EXERCISE PROMPT:
All of the entries must be duplicated exactly.

===

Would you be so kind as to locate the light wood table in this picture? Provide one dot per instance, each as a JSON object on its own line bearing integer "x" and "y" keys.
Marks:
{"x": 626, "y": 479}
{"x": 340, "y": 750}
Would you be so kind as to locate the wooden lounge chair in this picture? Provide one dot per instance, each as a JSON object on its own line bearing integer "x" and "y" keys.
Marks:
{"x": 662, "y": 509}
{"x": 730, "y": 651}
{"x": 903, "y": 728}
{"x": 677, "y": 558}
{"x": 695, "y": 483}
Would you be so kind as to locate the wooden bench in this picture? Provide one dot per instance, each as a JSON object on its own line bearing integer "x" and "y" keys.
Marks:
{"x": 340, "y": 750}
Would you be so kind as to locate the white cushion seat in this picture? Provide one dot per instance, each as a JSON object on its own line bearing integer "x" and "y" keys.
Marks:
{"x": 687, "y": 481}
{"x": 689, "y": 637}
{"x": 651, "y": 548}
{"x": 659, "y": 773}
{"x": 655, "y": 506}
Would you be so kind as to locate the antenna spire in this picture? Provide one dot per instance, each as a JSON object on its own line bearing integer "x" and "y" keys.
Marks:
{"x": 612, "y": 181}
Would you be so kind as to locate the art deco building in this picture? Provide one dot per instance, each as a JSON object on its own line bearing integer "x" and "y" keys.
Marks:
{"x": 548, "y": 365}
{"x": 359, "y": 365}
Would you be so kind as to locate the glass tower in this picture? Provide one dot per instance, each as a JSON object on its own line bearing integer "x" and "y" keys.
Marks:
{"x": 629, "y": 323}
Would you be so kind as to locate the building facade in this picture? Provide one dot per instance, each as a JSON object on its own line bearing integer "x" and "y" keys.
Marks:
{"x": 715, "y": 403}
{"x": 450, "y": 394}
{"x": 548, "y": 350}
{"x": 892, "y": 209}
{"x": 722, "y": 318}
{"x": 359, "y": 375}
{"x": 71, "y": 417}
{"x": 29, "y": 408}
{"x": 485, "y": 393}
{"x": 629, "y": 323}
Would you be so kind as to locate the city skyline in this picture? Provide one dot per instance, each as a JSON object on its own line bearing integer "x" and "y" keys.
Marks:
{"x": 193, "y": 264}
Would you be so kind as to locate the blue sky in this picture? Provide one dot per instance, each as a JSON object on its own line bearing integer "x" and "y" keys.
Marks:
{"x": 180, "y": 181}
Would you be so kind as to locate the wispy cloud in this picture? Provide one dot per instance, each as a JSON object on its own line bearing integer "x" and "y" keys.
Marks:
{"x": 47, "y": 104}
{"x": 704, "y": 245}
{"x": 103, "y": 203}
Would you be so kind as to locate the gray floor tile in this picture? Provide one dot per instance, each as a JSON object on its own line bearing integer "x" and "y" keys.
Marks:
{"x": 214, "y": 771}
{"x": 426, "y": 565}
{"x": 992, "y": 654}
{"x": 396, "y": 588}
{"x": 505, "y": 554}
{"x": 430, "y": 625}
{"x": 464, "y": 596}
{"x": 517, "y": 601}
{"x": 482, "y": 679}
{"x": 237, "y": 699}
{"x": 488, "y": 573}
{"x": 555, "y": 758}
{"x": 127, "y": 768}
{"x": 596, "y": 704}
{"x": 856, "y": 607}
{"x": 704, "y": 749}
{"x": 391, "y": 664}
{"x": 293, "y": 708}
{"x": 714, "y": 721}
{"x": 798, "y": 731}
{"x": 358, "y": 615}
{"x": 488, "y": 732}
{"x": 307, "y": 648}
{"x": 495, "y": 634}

===

RESULT FOR THIS TASK:
Would you be so kind as to locate the light wood table in this picture? Provide one dot per instance, each as a JSON object on its own line bearing integer "x" and "y" keys.
Marks:
{"x": 626, "y": 479}
{"x": 340, "y": 750}
Would you be so kind as to locate the wooden lounge chair in this picture? Provide one dot per instance, each as a JSON object on its own line bearing integer "x" and "y" keys.
Marks:
{"x": 662, "y": 509}
{"x": 730, "y": 651}
{"x": 903, "y": 728}
{"x": 677, "y": 558}
{"x": 695, "y": 483}
Would you be so kind as to locate the wooden bench in this picture? Provide one dot per instance, each as a JSON object on its own line bearing integer "x" and "y" keys.
Marks:
{"x": 340, "y": 750}
Would you be so kind as to locate the white cushion seat in this picture? Provide one dot per instance, each as a JSON object on its own line bearing integer "x" and "y" keys.
Marks:
{"x": 687, "y": 481}
{"x": 689, "y": 637}
{"x": 651, "y": 548}
{"x": 659, "y": 773}
{"x": 655, "y": 506}
Would you be so kind as to locate the antenna spire in this picture? Provide one dot per instance, each as a JSON object on its own line bearing integer "x" and "y" keys.
Marks:
{"x": 612, "y": 181}
Would you be so kind as to locate the art deco building in this picture? Provide one dot per instance, each as a JSON object on its own line bearing integer "x" and "y" keys.
Marks:
{"x": 548, "y": 365}
{"x": 359, "y": 365}
Would you be so kind as to locate the glass tower in this picture? Provide one dot per instance, each as a JSON object on its own line bearing integer "x" and "y" keys.
Marks:
{"x": 629, "y": 323}
Would you be so kind as to locate the building facade in this picture? Provide one dot per instance, each as a JSON object on its own line bearing integer "x" and "y" keys.
Marks:
{"x": 715, "y": 403}
{"x": 450, "y": 394}
{"x": 548, "y": 350}
{"x": 892, "y": 209}
{"x": 722, "y": 318}
{"x": 359, "y": 375}
{"x": 71, "y": 417}
{"x": 29, "y": 408}
{"x": 485, "y": 393}
{"x": 629, "y": 323}
Would you be so kind as to locate the city skyline in this picture? Provide one dot per instance, each as a JSON object on its own line bearing integer "x" and "y" keys.
Marks:
{"x": 193, "y": 264}
Would you be so kind as to locate the blue sky in this picture? Provide one dot per instance, each as a JSON object on its own line bearing integer "x" and "y" keys.
Marks:
{"x": 180, "y": 181}
Would you be so kind as to locate the wispy cloud in this picture? Provide one dot per instance, each as a JSON object on its own line bearing integer "x" and "y" keys.
Marks:
{"x": 47, "y": 104}
{"x": 704, "y": 245}
{"x": 103, "y": 203}
Would you be so kind as to locate the gray floor tile in this picture? Provide one dot per instance, each as a JSON object on its own line bearing integer "x" and "y" keys.
Marks:
{"x": 214, "y": 771}
{"x": 426, "y": 565}
{"x": 992, "y": 654}
{"x": 396, "y": 588}
{"x": 505, "y": 554}
{"x": 430, "y": 625}
{"x": 464, "y": 596}
{"x": 517, "y": 601}
{"x": 482, "y": 679}
{"x": 237, "y": 699}
{"x": 488, "y": 573}
{"x": 555, "y": 758}
{"x": 127, "y": 768}
{"x": 596, "y": 704}
{"x": 856, "y": 607}
{"x": 704, "y": 749}
{"x": 391, "y": 664}
{"x": 293, "y": 708}
{"x": 714, "y": 721}
{"x": 798, "y": 731}
{"x": 358, "y": 615}
{"x": 488, "y": 732}
{"x": 307, "y": 648}
{"x": 495, "y": 634}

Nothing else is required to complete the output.